Problem set:
(1) In the text about "Sweet Caroline," why did "Sweet Marcia" not work as the song's title?
(2) Write out the text about "Sweet Caroline" word for word, from "However, He needed" to "at the time.".

The pop favourite has become a stadium anthem in recent years, and has even been adopted by England football fans on their quest for a first piece of silverware since 1966.
But did you know the Neil Diamond song's history? Who was Caroline in real life? How did it become a sporting anthem? Here's all the big facts...
Like most Neil Diamond songs, he wrote the song, and It was first released in 1969 under the title 'Sweet Caroline (Good Times Never Seemed So Good)'.
Neil Diamond wrote the song about his second wife, Marcia Murphey, who he married in 1969 (they divorced in 1995).
However, He needed a three-syllable name to fit the melody, so 'Sweet Marcia' didn't work.
The name Caroline is one he had written down, and it fit the song perfectly.
There had also been longtime speculation that the song was about Caroline Kennedy, the daughter of the American president JFK.
Diamond has said that Caroline gave him the idea for the name, but had nothing to do with the song's inspiration.
However, in 2007, Diamond performed the song via satellite at Caroline Kennedy's 50th birthday party, and said that the song was about her, after seeing a photo of her at the time.

Point placement records
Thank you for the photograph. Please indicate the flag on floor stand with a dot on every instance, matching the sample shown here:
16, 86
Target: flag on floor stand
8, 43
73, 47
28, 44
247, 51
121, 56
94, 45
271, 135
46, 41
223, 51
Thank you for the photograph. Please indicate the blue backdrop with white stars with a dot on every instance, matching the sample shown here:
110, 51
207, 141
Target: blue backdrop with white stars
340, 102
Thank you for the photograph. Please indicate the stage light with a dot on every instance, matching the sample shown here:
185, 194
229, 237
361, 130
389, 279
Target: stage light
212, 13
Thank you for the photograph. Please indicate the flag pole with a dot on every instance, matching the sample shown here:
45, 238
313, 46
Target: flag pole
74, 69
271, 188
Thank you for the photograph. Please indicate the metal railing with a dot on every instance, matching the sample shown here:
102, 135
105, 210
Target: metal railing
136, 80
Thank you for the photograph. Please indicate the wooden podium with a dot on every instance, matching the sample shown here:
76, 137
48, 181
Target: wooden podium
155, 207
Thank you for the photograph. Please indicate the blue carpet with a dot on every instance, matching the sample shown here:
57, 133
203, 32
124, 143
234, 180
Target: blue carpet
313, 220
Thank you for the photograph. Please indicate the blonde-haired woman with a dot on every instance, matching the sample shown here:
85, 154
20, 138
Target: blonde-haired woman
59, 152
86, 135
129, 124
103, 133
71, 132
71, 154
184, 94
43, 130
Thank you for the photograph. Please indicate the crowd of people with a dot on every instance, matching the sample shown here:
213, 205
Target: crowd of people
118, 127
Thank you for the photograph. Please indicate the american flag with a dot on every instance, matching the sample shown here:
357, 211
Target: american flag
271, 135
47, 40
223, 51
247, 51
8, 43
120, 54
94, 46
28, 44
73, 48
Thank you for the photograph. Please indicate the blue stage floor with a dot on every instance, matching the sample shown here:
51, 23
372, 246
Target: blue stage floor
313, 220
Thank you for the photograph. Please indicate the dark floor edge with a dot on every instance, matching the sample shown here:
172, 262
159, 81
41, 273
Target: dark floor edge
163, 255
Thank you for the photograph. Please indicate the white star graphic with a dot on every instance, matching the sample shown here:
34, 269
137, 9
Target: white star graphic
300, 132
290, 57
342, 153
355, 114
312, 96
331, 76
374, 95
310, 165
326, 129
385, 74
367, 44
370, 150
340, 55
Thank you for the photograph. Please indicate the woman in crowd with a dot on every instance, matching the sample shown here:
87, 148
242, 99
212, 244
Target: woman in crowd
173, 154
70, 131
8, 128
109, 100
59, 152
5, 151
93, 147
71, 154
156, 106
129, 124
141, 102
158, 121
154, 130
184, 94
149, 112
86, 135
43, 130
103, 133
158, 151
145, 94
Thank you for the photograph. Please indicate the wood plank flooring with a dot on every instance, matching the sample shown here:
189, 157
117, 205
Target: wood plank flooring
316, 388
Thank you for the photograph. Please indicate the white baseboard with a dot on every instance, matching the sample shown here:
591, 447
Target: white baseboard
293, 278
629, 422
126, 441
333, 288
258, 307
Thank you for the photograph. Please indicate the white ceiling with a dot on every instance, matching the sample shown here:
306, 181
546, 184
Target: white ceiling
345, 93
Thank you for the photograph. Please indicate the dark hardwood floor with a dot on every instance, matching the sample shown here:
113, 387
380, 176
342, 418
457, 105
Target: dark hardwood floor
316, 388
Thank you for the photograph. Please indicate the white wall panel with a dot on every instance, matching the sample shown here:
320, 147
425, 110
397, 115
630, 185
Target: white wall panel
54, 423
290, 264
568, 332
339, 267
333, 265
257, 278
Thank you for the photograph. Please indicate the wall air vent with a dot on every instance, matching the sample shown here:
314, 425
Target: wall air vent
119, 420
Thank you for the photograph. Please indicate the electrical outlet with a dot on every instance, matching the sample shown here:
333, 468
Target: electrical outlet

Written answers:
(1) Neil Diamond needed a three-syllable name to fit the melody.

(2)
However, He needed a three-syllable name to fit the melody, so 'Sweet Marcia' didn't work.
The name Caroline is one he had written down, and it fit the song perfectly.
There had also been longtime speculation that the song was about Caroline Kennedy, the daughter of the American president JFK.
Diamond has said that Caroline gave him the idea for the name, but had nothing to do with the song's inspiration.
However, in 2007, Diamond performed the song via satellite at Caroline Kennedy's 50th birthday party, and said that the song was about her, after seeing a photo of her at the time.